-- start of PASSAGE TO READ --
This is worse than Saigon

I had the opportunity to work with a retired Navy officer who was the Captain of an LPD during the evacuation of Saigon. He told me of the discipline of his men, and the cooperation with the South Vietnamese, and how much effort everyone put into plucking as many Vietnamese from the water or their little boats as they could.

Granted it's a small sample size and I'm watching through the lens of the media, but this sounds a lot worse than his description did.
 

This is worse than Saigon

America’s humiliation in Afghanistan confirms that the woke West is utterly incapable of standing up for itself.
16 Aug 2021 ~~ By Brendan O'Neill
Everyone is saying it’s like Saigon in 1975. Helicopters evacuating an American embassy. Chaotic, distressing scenes at the local airport as American allies, or just plain fearful people, desperately try to flee the country. American officials convincing absolutely nobody with their unhinged claims that the ‘mission has been successful’ (in Anthony Blinken’s words). It’s clear for all to see, commentators insist: Kabul in 2021 is a replay of Saigon in 1975. America humiliated, its enemies ascendant.
Yet here’s the brutal truth: what is happening right now is worse than Saigon. Yes, America’s defeat in Vietnam was an epoch-shaping humiliation for the self-styled defenders of freedom in the Cold War clash with the ‘Evil Empire’ and its communist allies. But the routing of the US in Afghanistan, the alarmingly swift collapse of its allies in the Afghan government, the fall of Kabul like a house of cards, and the fact that Operation Enduring Freedom, launched in the aftermath of the 9/11 attacks, has ended with the endurance of the Taliban instead, with victory for the bad guys – all of this represents the most significant moment of geopolitical decline for the US in decades. Indeed, it raises questions not only about America’s global standing, but also about its very purpose and meaning as a nation.
The scale of the humiliation just suffered by the United States cannot be overstated. The most powerful military force on Earth and its incredibly well-funded allies in Kabul have been pushed aside by a regressive 12th-century movement that thinks adulterers should be stoned to death. The allies of the most technologically sophisticated army in the world have been sent packing by a ragtag Islamist army which set about painting over billboard posters for female beauty products the minute it arrived in Kabul. A nation founded in freedom – and which justified its international presence in the language of freedom for the entire postwar period – has been usurped by a movement so intolerant that it bans pop music, executes comedians who make fun of it, and beats women with canes if they are immodestly dressed.
-- end of PASSAGE TO READ --
◆ REQUIRED TASKS ◆
(a) Answer these questions on the piece comparing Kabul and Saigon:
(i) What kind of ship did the retired Navy officer captain during the evacuation of Saigon?
(ii) Whose words are quoted as claiming the 'mission has been successful'?
(iii) What operation, launched in the aftermath of the 9/11 attacks, does the piece say ended with the endurance of the Taliban?
(b) Proceed with the piece comparing Kabul and Saigon, writing on from its final sentence.
-- start of DATA EXTRACT --
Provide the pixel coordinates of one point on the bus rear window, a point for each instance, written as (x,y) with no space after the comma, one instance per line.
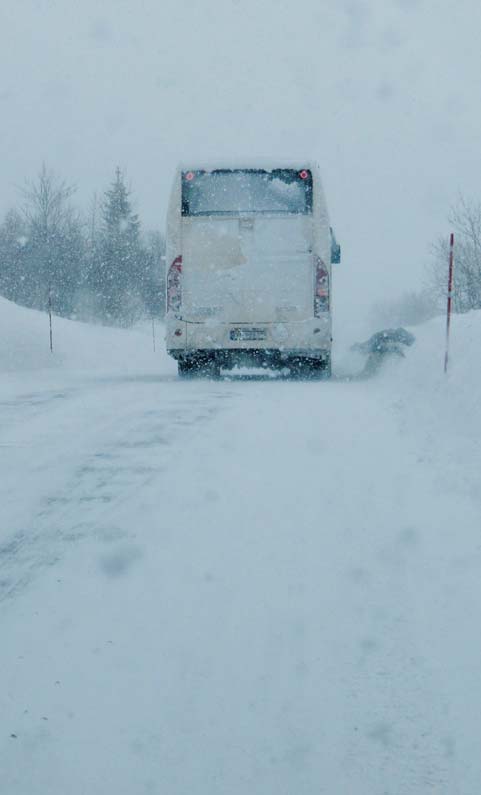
(234,192)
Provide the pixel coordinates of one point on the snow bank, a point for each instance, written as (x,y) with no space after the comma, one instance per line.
(24,344)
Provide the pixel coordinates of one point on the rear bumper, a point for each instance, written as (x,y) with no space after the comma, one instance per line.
(252,358)
(306,337)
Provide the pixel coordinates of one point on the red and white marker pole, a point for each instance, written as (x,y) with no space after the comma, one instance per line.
(450,297)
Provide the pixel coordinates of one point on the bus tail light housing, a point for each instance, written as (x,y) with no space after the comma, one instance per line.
(321,292)
(174,285)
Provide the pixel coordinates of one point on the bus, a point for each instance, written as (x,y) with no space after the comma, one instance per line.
(248,257)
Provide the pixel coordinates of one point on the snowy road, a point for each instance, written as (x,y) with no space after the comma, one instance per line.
(235,587)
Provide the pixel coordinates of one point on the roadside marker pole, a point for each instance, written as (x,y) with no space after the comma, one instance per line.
(450,295)
(50,317)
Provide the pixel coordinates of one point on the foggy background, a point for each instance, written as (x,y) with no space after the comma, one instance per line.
(384,94)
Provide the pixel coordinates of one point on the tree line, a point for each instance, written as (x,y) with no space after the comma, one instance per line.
(95,266)
(414,307)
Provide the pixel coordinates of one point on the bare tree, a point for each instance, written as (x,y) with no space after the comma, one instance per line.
(465,220)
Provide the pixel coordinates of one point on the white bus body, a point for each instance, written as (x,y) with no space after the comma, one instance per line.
(249,268)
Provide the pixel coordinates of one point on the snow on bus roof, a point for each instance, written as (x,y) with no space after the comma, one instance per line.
(260,163)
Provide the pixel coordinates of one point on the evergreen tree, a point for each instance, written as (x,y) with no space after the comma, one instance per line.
(117,275)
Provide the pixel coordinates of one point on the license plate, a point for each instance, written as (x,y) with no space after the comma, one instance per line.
(247,334)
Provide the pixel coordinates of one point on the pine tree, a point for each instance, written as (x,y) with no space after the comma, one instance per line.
(118,273)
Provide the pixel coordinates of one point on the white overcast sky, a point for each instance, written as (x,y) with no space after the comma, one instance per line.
(385,94)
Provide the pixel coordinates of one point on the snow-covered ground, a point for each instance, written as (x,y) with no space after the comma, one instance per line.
(243,586)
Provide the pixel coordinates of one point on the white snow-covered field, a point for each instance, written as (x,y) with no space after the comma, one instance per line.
(243,587)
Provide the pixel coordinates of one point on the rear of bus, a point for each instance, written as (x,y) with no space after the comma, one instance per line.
(248,279)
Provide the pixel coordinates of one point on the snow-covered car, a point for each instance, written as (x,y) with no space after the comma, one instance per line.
(249,253)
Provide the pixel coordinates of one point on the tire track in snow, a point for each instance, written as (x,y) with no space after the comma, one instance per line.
(108,476)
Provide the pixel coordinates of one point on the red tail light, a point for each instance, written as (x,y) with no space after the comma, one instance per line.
(321,294)
(174,285)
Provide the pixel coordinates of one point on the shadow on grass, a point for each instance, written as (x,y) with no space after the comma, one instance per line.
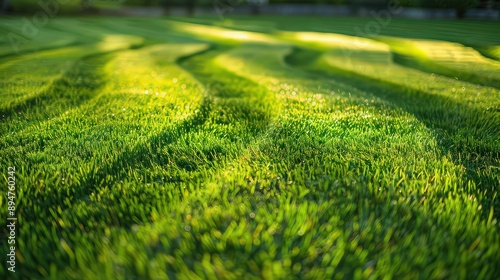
(464,132)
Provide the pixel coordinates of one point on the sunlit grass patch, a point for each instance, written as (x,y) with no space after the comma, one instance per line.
(165,149)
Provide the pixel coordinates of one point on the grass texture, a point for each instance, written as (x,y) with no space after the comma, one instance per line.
(252,148)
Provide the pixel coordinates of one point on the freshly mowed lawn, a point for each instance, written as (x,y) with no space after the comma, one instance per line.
(270,147)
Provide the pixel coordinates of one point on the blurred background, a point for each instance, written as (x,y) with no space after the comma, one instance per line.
(482,9)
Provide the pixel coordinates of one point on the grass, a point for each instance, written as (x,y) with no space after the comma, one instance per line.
(269,148)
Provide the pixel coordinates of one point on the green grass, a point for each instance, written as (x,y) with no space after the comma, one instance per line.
(254,148)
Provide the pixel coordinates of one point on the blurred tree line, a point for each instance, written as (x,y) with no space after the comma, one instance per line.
(28,6)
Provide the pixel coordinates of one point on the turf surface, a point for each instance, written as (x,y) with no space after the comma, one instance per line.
(251,148)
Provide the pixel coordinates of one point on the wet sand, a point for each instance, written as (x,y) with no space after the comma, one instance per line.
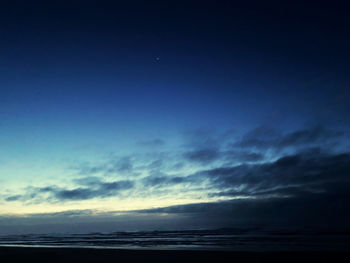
(28,254)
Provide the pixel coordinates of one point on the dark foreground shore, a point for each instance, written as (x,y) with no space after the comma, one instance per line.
(25,254)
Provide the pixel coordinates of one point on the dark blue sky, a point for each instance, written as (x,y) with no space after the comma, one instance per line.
(104,101)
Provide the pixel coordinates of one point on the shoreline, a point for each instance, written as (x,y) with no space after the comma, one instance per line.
(41,254)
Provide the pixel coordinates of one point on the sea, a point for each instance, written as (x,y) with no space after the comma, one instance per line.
(233,239)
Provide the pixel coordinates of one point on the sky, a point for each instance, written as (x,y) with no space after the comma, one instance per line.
(145,115)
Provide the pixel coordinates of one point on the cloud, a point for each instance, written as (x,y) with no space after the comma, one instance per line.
(265,138)
(103,189)
(303,173)
(203,156)
(91,187)
(108,167)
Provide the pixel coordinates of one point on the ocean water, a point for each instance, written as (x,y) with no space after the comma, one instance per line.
(238,239)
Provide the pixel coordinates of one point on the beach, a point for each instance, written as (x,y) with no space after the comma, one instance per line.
(40,254)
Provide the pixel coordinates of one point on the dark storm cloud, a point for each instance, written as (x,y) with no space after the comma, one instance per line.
(104,189)
(90,187)
(264,138)
(243,156)
(166,180)
(299,174)
(203,156)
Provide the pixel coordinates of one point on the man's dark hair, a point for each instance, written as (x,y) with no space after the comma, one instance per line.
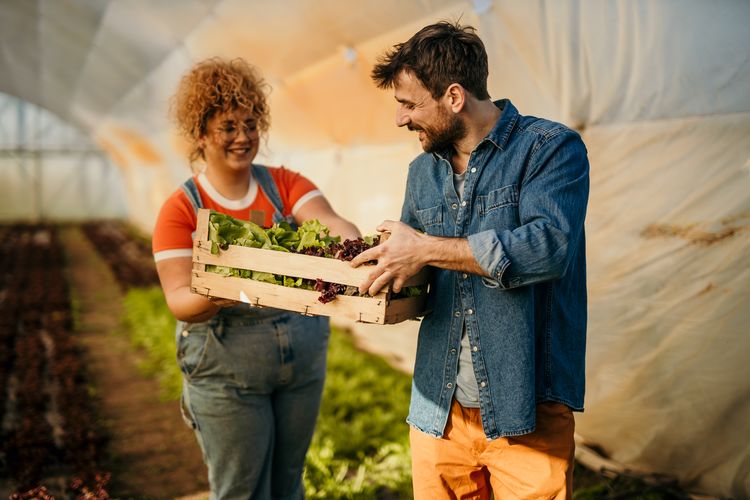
(438,55)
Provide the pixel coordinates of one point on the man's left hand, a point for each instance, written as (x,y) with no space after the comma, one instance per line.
(399,258)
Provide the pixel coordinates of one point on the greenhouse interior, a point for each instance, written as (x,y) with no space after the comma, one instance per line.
(659,91)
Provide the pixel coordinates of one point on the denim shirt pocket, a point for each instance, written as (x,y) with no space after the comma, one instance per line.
(498,209)
(431,220)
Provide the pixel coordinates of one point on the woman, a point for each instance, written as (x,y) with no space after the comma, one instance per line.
(253,378)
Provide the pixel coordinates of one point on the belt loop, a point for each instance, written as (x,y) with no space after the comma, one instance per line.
(219,321)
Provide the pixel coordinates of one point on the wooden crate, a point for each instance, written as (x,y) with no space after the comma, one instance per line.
(380,309)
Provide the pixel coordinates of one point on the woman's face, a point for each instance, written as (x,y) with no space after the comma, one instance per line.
(231,140)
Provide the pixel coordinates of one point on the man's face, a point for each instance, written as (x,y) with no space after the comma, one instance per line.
(439,128)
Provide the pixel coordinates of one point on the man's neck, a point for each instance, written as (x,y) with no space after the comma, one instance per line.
(481,117)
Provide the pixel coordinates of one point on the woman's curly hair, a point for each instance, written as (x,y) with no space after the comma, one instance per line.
(217,85)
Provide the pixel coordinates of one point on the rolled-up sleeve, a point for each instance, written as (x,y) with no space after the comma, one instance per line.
(489,254)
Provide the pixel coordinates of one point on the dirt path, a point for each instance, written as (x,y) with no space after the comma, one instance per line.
(152,453)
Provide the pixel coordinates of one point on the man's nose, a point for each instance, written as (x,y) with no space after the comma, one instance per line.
(246,131)
(402,118)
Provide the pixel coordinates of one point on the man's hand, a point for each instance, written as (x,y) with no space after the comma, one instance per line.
(217,301)
(399,258)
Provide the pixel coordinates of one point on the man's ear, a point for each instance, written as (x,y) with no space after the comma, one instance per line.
(455,96)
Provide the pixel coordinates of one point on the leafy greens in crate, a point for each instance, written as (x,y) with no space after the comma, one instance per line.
(310,238)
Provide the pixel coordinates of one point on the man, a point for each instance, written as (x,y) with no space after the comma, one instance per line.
(496,204)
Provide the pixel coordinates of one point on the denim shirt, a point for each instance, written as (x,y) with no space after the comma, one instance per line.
(523,213)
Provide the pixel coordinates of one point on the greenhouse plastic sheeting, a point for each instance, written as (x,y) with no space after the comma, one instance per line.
(660,92)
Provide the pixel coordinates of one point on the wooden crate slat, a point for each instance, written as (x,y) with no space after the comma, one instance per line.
(376,309)
(282,263)
(258,293)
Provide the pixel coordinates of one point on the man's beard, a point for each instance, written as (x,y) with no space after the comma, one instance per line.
(449,130)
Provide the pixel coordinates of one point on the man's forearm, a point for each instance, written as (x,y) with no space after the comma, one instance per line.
(450,253)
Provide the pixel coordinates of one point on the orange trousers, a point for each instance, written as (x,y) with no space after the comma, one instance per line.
(463,464)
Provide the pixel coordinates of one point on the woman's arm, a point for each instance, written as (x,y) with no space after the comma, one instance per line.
(319,208)
(175,275)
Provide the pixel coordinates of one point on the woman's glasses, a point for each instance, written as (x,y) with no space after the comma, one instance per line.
(230,130)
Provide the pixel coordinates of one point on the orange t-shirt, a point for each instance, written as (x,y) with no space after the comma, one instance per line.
(173,232)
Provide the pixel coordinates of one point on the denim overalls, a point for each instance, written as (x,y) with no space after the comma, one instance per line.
(252,385)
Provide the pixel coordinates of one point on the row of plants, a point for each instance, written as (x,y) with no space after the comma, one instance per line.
(49,428)
(128,256)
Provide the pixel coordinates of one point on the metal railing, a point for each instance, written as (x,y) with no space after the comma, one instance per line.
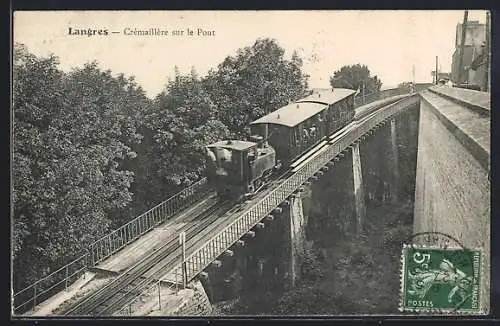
(119,238)
(101,249)
(202,257)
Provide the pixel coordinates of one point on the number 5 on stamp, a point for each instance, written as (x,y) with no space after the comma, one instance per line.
(438,280)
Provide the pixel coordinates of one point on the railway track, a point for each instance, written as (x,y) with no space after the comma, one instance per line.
(133,281)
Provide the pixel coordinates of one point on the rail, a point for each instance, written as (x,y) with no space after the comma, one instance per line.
(202,257)
(374,96)
(101,249)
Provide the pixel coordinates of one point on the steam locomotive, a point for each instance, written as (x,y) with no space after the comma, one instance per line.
(240,168)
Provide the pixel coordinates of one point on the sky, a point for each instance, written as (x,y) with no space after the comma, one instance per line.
(389,42)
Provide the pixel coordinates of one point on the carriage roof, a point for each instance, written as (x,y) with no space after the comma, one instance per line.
(328,97)
(238,145)
(303,109)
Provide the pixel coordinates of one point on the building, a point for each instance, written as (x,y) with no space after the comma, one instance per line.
(475,38)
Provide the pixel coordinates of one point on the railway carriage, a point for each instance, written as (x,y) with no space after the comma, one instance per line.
(239,169)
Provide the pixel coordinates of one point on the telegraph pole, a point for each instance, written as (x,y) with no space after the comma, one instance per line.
(461,69)
(487,56)
(413,78)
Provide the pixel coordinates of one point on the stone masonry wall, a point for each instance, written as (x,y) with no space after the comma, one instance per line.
(452,187)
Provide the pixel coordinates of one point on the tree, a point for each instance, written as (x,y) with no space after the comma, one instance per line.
(182,121)
(257,80)
(354,77)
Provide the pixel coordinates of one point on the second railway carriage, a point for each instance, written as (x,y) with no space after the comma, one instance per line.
(297,127)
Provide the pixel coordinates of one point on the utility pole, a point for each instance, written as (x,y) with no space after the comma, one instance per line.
(182,242)
(435,72)
(363,92)
(413,78)
(487,55)
(461,69)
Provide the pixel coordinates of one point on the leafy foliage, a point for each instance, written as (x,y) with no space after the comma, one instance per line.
(255,81)
(353,77)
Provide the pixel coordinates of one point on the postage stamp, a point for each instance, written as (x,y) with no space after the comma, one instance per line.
(440,279)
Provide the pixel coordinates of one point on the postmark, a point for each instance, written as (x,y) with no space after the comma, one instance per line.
(440,275)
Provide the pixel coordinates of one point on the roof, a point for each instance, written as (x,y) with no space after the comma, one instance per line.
(292,114)
(238,145)
(328,96)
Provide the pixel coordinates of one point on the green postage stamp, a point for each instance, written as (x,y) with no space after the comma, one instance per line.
(440,280)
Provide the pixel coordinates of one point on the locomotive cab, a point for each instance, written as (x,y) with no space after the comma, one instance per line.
(238,168)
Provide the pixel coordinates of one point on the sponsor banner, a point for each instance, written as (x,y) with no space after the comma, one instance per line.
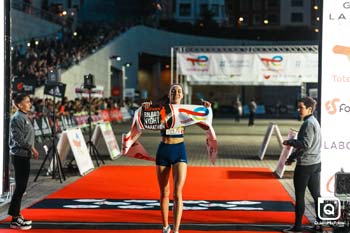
(108,137)
(335,86)
(248,69)
(73,139)
(96,92)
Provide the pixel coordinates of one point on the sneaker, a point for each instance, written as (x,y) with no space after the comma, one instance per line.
(18,223)
(26,221)
(317,228)
(292,229)
(166,229)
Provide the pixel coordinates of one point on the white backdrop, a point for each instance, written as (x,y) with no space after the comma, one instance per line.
(335,99)
(271,69)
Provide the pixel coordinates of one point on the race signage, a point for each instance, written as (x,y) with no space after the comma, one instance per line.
-- end of DATA EXTRACT --
◆ ANSWERS TO THE PROBLEMS ◆
(a)
(i) An LPD.
(ii) Anthony Blinken's.
(iii) Operation Enduring Freedom.

(b)
The impact of America’s failure, of the slow, tragic journey from Operation Enduring Freedom to those images today of desperate Afghans clinging to the undercarriage of the last US military airplanes to leave Afghanistan, will be dire and long-lasting. Most immediately the US has shown itself to be an untrustworthy ally. Which nation or people in need of help would align with this supposedly freedom-loving superpower that abandons its allies to their fate when the enemy comes knocking? Who now will trust the US to assist in the building of new institutions given the rotten fruits of its multi-billion-dollar, 20-year ‘nation-building’ project in Afghanistan – a calamitously weak Potemkin government that capitulated instantly when the Taliban hit the streets of Kabul?
~Snip~
The Afghan humiliation is not only a military failure – it’s a political and moral one, too. Extraordinarily bad political decisions have been taken by the US, including its willingness to trust the Taliban and its belief that this brutal, misanthropic, misogynistic movement could be a player in the ‘international community’. Even now, Washington seems completely out of touch with events on the ground in Afghanistan. Its intelligence officers said the Taliban could take Kabul within 90 days. That was four days ago. They know nothing. One gets the impression of a confused, decaying empire looking with bamboozlement upon even those parts of the earth it rules.
Anyone who thinks the Taliban did not pick up on all of this, on the Potemkin nature not only of the Afghan government but also of Western civilization itself, is kidding themselves. The Taliban will have watched as the mighty American military became bogged down in discussions of critical race theory and the problem of ‘white rage’.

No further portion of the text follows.